* Passage shown:

Depreciation, depletion, and amortization expense for the six-month period ended June 30, 2011 consisted almost entirely of depletion expense related to the Hardy 7-9 well, which was returned to production in September 2010.  No such depletion expense was recognized during the six-month period ended June 30, 2010.  Depreciation expense decreased from $23,580 for the six-month period ended June 30, 2010 to $4,406 for the same period in 2011, primarily due to the fact that the majority of our office equipment, furniture, and leasehold improvements became fully depreciated in December 2010.
 
We recognized dividend income totaling $34,532 related to our holdings of Crescent Point common stock, which were acquired in June 2010.  No such dividend income was recognized for the comparable period in 2010, as we had not yet acquired the Crescent Point stock.

 
9

 
 
We recognized Canadian income taxes totaling $892,112 in connection with the sale of certain gross overriding royalties to Ryland in June 2010.
 
Liquidity and Capital Resources
 
As of June 30, 2011, our assets totaled $10,316,919, which included, among other items, cash balances totaling $5,423,192, receivables totaling $614,021, amounts due from our working interest partner, AEE, totaling $667,333, and marketable securities valued at $1,288,625.  Our intention is to hold the marketable securities indefinitely and, accordingly, the marketable securities have been classified as noncurrent assets.  Notwithstanding this classification, our working capital as of June 30, 2011 was $3,517,602, compared to $2,527,606 as of December 31, 2010.

* Material:
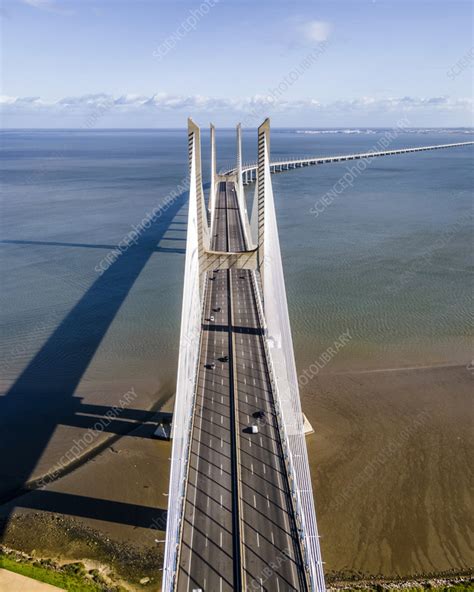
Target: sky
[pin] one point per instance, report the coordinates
(153, 63)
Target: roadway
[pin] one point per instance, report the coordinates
(239, 531)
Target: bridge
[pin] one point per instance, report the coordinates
(241, 513)
(249, 171)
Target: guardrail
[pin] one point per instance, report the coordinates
(249, 170)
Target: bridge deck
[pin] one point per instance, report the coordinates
(239, 530)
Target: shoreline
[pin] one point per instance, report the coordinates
(356, 417)
(105, 575)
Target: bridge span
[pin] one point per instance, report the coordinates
(241, 510)
(249, 171)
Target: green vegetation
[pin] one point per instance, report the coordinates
(72, 577)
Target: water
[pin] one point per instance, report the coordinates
(390, 258)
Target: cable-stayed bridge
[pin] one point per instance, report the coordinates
(241, 513)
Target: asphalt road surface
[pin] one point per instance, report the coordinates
(239, 531)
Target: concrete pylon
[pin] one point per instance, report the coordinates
(196, 192)
(240, 190)
(263, 177)
(213, 190)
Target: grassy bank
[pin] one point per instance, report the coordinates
(72, 577)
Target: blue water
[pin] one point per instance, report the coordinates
(390, 258)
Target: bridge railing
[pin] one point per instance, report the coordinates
(280, 353)
(185, 389)
(249, 168)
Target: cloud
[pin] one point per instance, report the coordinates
(315, 31)
(170, 102)
(48, 6)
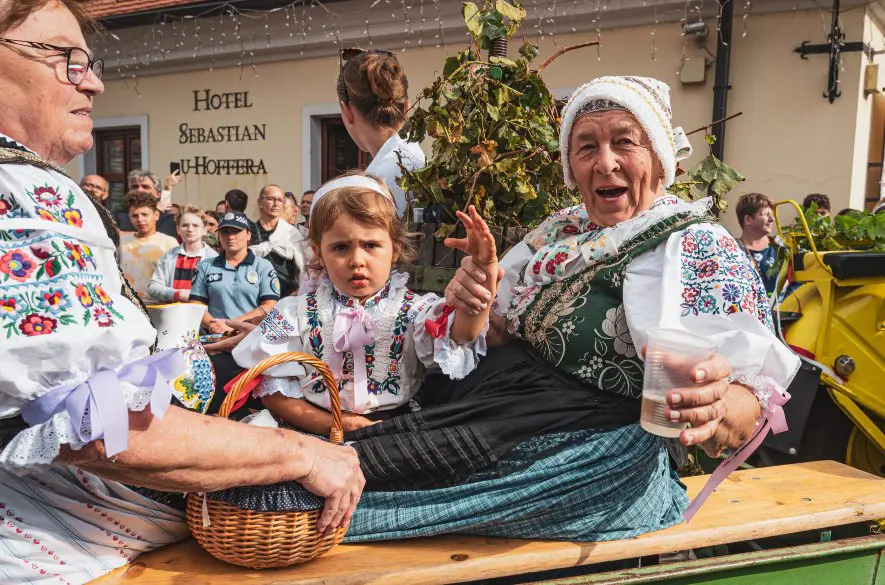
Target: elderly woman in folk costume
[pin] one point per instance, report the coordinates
(543, 440)
(83, 403)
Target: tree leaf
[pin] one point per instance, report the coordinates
(470, 11)
(529, 51)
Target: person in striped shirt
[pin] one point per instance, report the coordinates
(176, 269)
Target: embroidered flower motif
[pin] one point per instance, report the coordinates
(103, 297)
(47, 196)
(708, 268)
(84, 295)
(102, 317)
(73, 217)
(75, 254)
(731, 292)
(17, 265)
(9, 308)
(45, 214)
(707, 304)
(34, 325)
(54, 301)
(615, 326)
(690, 295)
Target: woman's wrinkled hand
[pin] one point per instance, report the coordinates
(479, 243)
(240, 328)
(352, 422)
(704, 406)
(466, 291)
(335, 474)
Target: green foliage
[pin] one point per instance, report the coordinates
(857, 230)
(495, 131)
(710, 177)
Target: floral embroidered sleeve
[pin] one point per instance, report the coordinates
(455, 361)
(279, 332)
(700, 281)
(63, 316)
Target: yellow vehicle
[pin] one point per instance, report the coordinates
(835, 320)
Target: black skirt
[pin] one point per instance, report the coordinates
(465, 425)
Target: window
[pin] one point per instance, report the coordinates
(339, 152)
(118, 151)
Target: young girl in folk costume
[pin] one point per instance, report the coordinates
(376, 335)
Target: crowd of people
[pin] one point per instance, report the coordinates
(507, 407)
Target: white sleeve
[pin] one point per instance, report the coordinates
(455, 361)
(63, 316)
(700, 281)
(282, 331)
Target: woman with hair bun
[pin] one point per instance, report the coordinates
(373, 93)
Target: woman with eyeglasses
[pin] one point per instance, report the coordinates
(373, 94)
(84, 405)
(285, 245)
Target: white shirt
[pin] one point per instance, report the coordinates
(385, 166)
(399, 353)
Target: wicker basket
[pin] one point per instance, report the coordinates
(263, 540)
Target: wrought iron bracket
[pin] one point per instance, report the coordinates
(806, 49)
(835, 46)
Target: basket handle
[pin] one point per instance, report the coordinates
(337, 434)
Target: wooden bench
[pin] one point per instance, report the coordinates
(750, 504)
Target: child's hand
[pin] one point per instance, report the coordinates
(352, 422)
(479, 243)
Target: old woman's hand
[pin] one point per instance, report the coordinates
(466, 291)
(705, 406)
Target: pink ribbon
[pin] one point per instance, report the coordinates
(775, 421)
(354, 329)
(97, 407)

* Exercise tasks:
1. Reproduce verbatim the portion of the financial report excerpt starting at "Depreciation, depletion, and" and ending at "in December 2010.".
2. Using the financial report excerpt, answer the following:
(a) In what month and year was the Hardy 7-9 well returned to production?
(b) How much dividend income was recognized on the Crescent Point common stock?
(c) What was working capital as of June 30, 2011?

* Solutions:
1.
Depreciation, depletion, and amortization expense for the six-month period ended June 30, 2011 consisted almost entirely of depletion expense related to the Hardy 7-9 well, which was returned to production in September 2010.  No such depletion expense was recognized during the six-month period ended June 30, 2010.  Depreciation expense decreased from $23,580 for the six-month period ended June 30, 2010 to $4,406 for the same period in 2011, primarily due to the fact that the majority of our office equipment, furniture, and leasehold improvements became fully depreciated in December 2010.

2.
(a) September 2010
(b) $34,532
(c) $3,517,602